▸ EXERCISE REQUIREMENTS
Print every one of the rows below word for word, leaving the pictures out.

▸ RECORDS SUPPLIED
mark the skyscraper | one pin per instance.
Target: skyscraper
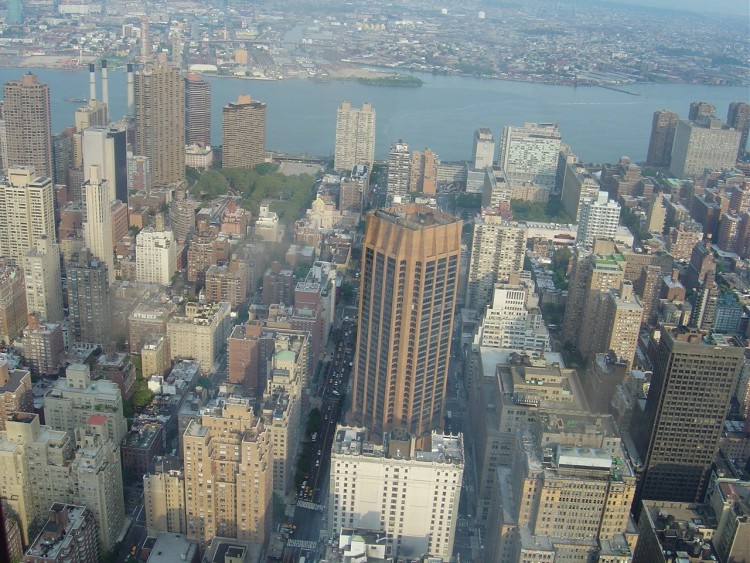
(483, 154)
(355, 136)
(738, 117)
(160, 122)
(663, 127)
(530, 153)
(28, 125)
(706, 143)
(497, 251)
(678, 434)
(26, 212)
(243, 133)
(197, 111)
(408, 293)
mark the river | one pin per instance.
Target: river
(600, 125)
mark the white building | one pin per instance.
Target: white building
(599, 219)
(97, 228)
(410, 495)
(511, 323)
(483, 154)
(41, 268)
(355, 136)
(530, 153)
(155, 256)
(497, 252)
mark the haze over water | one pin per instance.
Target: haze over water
(600, 125)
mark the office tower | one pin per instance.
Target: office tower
(599, 219)
(243, 133)
(410, 495)
(106, 148)
(41, 267)
(562, 500)
(677, 435)
(408, 293)
(700, 145)
(423, 173)
(15, 12)
(164, 496)
(738, 117)
(592, 271)
(355, 136)
(75, 398)
(15, 392)
(530, 153)
(578, 185)
(483, 154)
(88, 299)
(97, 227)
(13, 309)
(228, 481)
(663, 127)
(27, 120)
(160, 122)
(26, 212)
(399, 168)
(617, 324)
(197, 111)
(497, 251)
(701, 109)
(509, 322)
(199, 333)
(155, 256)
(68, 534)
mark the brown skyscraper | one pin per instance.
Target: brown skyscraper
(27, 121)
(244, 133)
(410, 264)
(197, 111)
(160, 122)
(662, 136)
(738, 117)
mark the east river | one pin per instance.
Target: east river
(600, 125)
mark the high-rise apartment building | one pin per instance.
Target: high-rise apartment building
(41, 267)
(155, 256)
(197, 111)
(26, 212)
(160, 122)
(88, 299)
(701, 109)
(75, 398)
(698, 145)
(599, 219)
(243, 133)
(738, 117)
(483, 153)
(228, 474)
(409, 282)
(106, 148)
(97, 227)
(399, 168)
(530, 153)
(497, 252)
(355, 136)
(26, 110)
(409, 494)
(677, 435)
(663, 127)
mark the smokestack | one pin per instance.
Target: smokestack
(92, 82)
(105, 89)
(131, 93)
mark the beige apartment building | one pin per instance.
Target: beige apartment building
(228, 474)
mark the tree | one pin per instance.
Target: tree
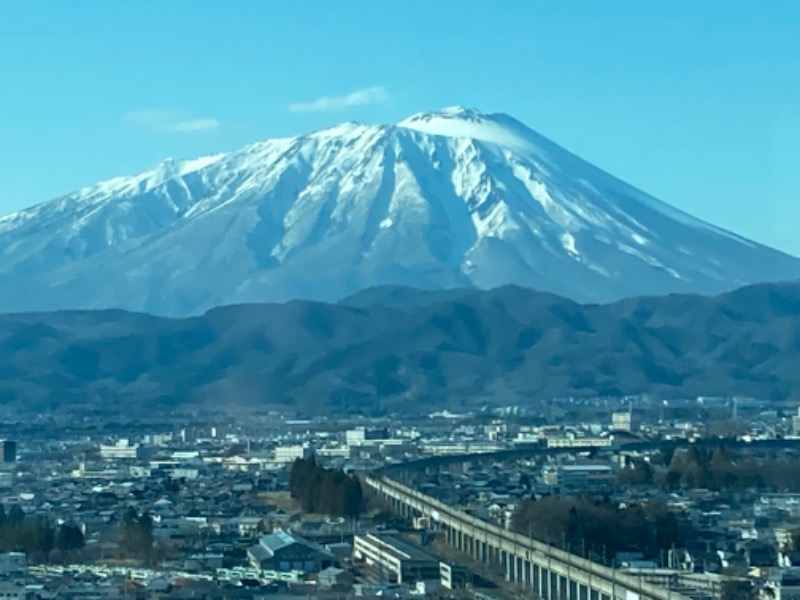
(137, 534)
(68, 538)
(42, 539)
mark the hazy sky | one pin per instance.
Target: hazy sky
(697, 103)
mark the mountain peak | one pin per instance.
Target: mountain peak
(461, 122)
(451, 198)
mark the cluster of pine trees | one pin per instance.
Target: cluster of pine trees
(718, 469)
(596, 526)
(325, 491)
(37, 537)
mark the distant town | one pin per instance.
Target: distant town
(599, 499)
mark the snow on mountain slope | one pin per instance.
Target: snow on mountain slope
(444, 199)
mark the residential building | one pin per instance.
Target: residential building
(13, 563)
(621, 421)
(122, 450)
(283, 551)
(8, 451)
(388, 558)
(288, 454)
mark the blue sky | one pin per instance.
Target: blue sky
(697, 103)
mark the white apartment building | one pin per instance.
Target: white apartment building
(288, 454)
(122, 450)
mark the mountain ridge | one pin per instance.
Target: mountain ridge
(442, 200)
(504, 346)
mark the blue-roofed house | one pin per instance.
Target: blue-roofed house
(284, 551)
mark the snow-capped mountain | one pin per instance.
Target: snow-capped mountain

▸ WRITTEN ANSWER
mark the skyscraper | one pin per instance.
Target: skyscraper
(483, 154)
(355, 136)
(738, 117)
(160, 122)
(663, 127)
(530, 153)
(28, 125)
(706, 143)
(497, 251)
(678, 434)
(26, 212)
(243, 133)
(197, 111)
(408, 293)
mark the river | one pin per instance.
Target: river
(600, 125)
mark the white building | one pin per instance.
Target: white building
(599, 219)
(97, 228)
(410, 495)
(511, 323)
(483, 154)
(41, 268)
(355, 136)
(530, 153)
(155, 256)
(497, 252)
mark the haze over water | one pin per instance.
Target: haze over water
(600, 125)
mark the office tower | one pin per instance.
Target: office tower
(599, 219)
(243, 133)
(410, 495)
(106, 148)
(41, 267)
(562, 500)
(677, 435)
(408, 293)
(700, 145)
(423, 173)
(15, 12)
(164, 496)
(738, 117)
(592, 271)
(355, 136)
(75, 398)
(15, 392)
(530, 153)
(578, 185)
(483, 154)
(88, 299)
(97, 227)
(13, 309)
(228, 481)
(663, 127)
(27, 120)
(160, 122)
(26, 212)
(399, 168)
(617, 324)
(197, 111)
(497, 251)
(701, 109)
(509, 322)
(199, 333)
(155, 256)
(68, 534)
mark the brown skyscraper | one pin per instance.
Target: brown skyscraper
(27, 121)
(244, 133)
(410, 264)
(197, 111)
(160, 122)
(662, 136)
(738, 117)
mark the east river | one pin per instance.
Target: east river
(600, 125)
mark the high-rise apartment building | one pin per instance.
Target: high-rise apartment building
(41, 267)
(155, 256)
(197, 111)
(26, 212)
(160, 122)
(88, 299)
(701, 109)
(75, 398)
(698, 145)
(599, 219)
(243, 133)
(738, 117)
(483, 153)
(228, 474)
(409, 282)
(106, 148)
(97, 227)
(399, 168)
(530, 153)
(497, 252)
(355, 136)
(26, 110)
(409, 494)
(677, 435)
(663, 127)
mark the smokestack | one pin per instance.
Target: smokestack
(92, 82)
(105, 89)
(131, 93)
mark the beige apartment building | one pin per instance.
Target: beige apartment building
(228, 474)
mark the tree | one pin per instance.
Target: tree
(137, 534)
(68, 538)
(42, 539)
mark the hazy sky | one pin per instance.
Target: hazy sky
(697, 103)
mark the mountain peak | one pin per instance.
Target: mountain peak
(461, 122)
(451, 198)
mark the cluster of pine trees | one pin per instance.
Target: cluster of pine trees
(718, 469)
(596, 526)
(325, 491)
(37, 537)
mark the distant town | one pin per instance.
Target: distant town
(599, 499)
mark the snow on mountain slope | one pin per instance.
Target: snow on mountain slope
(444, 199)
mark the residential building | one pin per instance.
Target: residential building
(13, 563)
(621, 421)
(122, 450)
(283, 551)
(8, 451)
(388, 558)
(288, 454)
mark the blue sky | one pin per instance.
Target: blue sky
(697, 103)
mark the white apartment building | one pin per instance.
Target: white apartment building
(288, 454)
(122, 450)
mark the mountain ridge | one pin per instance.
Target: mountain ridge
(442, 200)
(504, 346)
mark the blue-roofed house | one pin per instance.
Target: blue-roofed house
(284, 551)
mark the snow-capped mountain | one pin per instance.
Target: snow-capped mountain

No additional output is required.